━━ Provided passage ━━
Tajin seasoning is a mix of Mexican spices which give off a citrus like and spicy taste to anything you add it to. It is commonly seen in elote, extra flavor Mexican paletas, margaritas, and so much more. According to a quick Wikipedia search the company originates in Zapopan, Mexico. Their products come in many fruity flavors but the most popular is the spicy one made with “…chile peppers, salt, and dehydrated lime juice” (Wikipedia). Another food blogger described it being as essential as jerk seasoning is to Caribbeans and curry seasoning to South Asians (Falkowitz). The article also gives examples on how to use it in foods and how popular it is for Mexican food. I have had this before with mango at home but I did not know of its origins.

Mexican Salsa Powder

Tajin Seasoning

 

Irwin Sanchez

Irwin Sanchez was the only guest in our class who seemed a bit nervous speaking in front of all of us. He spoke to us about saving a endangered language called Nahuatl and how he is teaching his son the language so as to preserve it. Sanchez talked about being bullied when he was younger for being different and how it was emotionally and physically draining and hard to keep to ones roots while being treated harshly for doing so. His resilience to letting his language die stood out to me. I also liked how he broke down a few words to teach us. We had used this concept of looking at the roots of words for our first assignment. He explained to us well these words.
━━━
━━ Supplied material ━━
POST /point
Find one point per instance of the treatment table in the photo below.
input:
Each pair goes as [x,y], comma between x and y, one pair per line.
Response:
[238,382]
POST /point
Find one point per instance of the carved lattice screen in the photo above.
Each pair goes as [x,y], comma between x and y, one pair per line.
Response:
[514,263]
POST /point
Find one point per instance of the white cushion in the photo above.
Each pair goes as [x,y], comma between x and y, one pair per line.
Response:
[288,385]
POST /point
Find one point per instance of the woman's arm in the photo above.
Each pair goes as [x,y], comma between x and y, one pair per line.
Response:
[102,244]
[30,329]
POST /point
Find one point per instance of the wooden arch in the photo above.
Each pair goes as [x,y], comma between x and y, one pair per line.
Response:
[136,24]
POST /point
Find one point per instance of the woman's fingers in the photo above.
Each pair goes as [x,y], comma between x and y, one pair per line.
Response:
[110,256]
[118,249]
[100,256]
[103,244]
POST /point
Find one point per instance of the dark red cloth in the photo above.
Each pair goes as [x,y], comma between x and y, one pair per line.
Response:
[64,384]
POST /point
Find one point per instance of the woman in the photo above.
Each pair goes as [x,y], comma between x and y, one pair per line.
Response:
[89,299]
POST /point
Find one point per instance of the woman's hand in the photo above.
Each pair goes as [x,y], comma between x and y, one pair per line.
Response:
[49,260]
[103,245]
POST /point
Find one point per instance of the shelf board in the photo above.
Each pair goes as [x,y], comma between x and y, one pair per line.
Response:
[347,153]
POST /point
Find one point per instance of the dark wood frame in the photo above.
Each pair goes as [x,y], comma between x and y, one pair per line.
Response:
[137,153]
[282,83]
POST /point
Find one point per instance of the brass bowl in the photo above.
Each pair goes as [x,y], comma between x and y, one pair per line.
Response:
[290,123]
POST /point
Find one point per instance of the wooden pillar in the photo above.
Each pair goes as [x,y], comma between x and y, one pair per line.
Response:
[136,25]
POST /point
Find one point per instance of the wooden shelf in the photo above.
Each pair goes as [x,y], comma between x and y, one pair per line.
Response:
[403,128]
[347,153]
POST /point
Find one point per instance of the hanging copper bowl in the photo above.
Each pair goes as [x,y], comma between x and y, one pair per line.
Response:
━━━
**Problem requirements:** Copy word for word the part of the Tajin seasoning text starting with "Irwin Sanchez was" and going on through "well these words.".

**Exercise output:**
Irwin Sanchez was the only guest in our class who seemed a bit nervous speaking in front of all of us. He spoke to us about saving a endangered language called Nahuatl and how he is teaching his son the language so as to preserve it. Sanchez talked about being bullied when he was younger for being different and how it was emotionally and physically draining and hard to keep to ones roots while being treated harshly for doing so. His resilience to letting his language die stood out to me. I also liked how he broke down a few words to teach us. We had used this concept of looking at the roots of words for our first assignment. He explained to us well these words.